[Excerpts of pointing data]
•••
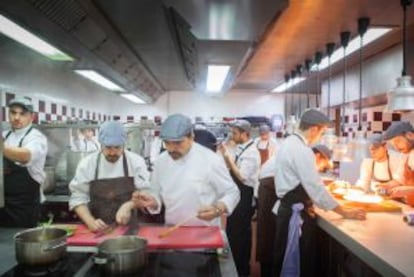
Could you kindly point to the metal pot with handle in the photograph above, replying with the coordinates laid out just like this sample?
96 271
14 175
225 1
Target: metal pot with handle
40 246
122 255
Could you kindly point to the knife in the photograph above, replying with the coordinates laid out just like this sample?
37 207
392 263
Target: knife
106 231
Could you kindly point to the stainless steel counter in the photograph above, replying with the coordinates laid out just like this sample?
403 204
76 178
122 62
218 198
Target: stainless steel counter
7 253
383 241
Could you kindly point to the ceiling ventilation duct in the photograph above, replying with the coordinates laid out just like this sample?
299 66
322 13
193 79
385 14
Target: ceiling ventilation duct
186 43
84 22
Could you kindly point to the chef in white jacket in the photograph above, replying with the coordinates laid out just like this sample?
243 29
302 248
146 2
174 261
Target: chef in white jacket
380 167
102 188
192 181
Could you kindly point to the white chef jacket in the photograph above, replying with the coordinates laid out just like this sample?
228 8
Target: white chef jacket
268 169
368 179
296 165
269 144
399 162
85 172
200 178
249 164
86 145
36 142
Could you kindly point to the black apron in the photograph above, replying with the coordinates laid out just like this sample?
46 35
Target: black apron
239 229
21 193
307 241
107 195
265 225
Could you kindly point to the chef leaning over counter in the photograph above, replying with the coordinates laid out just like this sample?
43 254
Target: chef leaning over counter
401 136
192 181
298 185
102 188
382 167
25 150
•••
EXERCISE TASK: Reproduce all of the rows above word for word, leaving out the pictures.

FINAL RESULT:
Could you kindly point to the metal pot with handle in the photograph above, replying with the coordinates laid out just like this sample?
96 271
14 175
225 1
Target: metal pot with handle
40 246
122 255
Could you kindly point to the knife in the photograph above, replying with the coordinates laid out just like this sample?
37 207
392 263
Target: knife
106 231
Could you kindly point to the stainless steel counter in the photograph above, replying with the coordinates laid out just like this sample?
403 204
76 178
122 62
218 198
Target: stainless steel counter
7 253
383 241
Could you kindly point to the ceiling ventilation duct in the photograph above, replying with the coordinates laid out just like this sample?
299 66
322 13
193 79
385 14
Target: ceiling ventilation duct
186 43
84 22
Could you kindly point to the chef in white jacket in the photograph above, replying with the coordinates laid out just like this sample?
243 29
302 248
146 2
174 261
Target: chef in white jacket
380 167
102 188
192 181
Could you kindly point to the white chef jacket in the photograph above, replying with the coordinates laid out just like this sample?
228 8
Target: white chef jacket
268 169
368 179
296 165
269 144
399 162
85 172
200 178
249 164
86 145
36 142
Could you kindly point to the black apron in the photograph above, replying with the coordinates laid out just like this sample?
46 35
Target: black apron
239 229
21 193
307 241
107 195
265 225
Could you kindly point to the chef leaning over counter in the photograph above, replying with the coordinates laid out just like this sample?
43 254
Target: chef leaning over counter
401 136
192 181
298 185
102 188
382 167
25 150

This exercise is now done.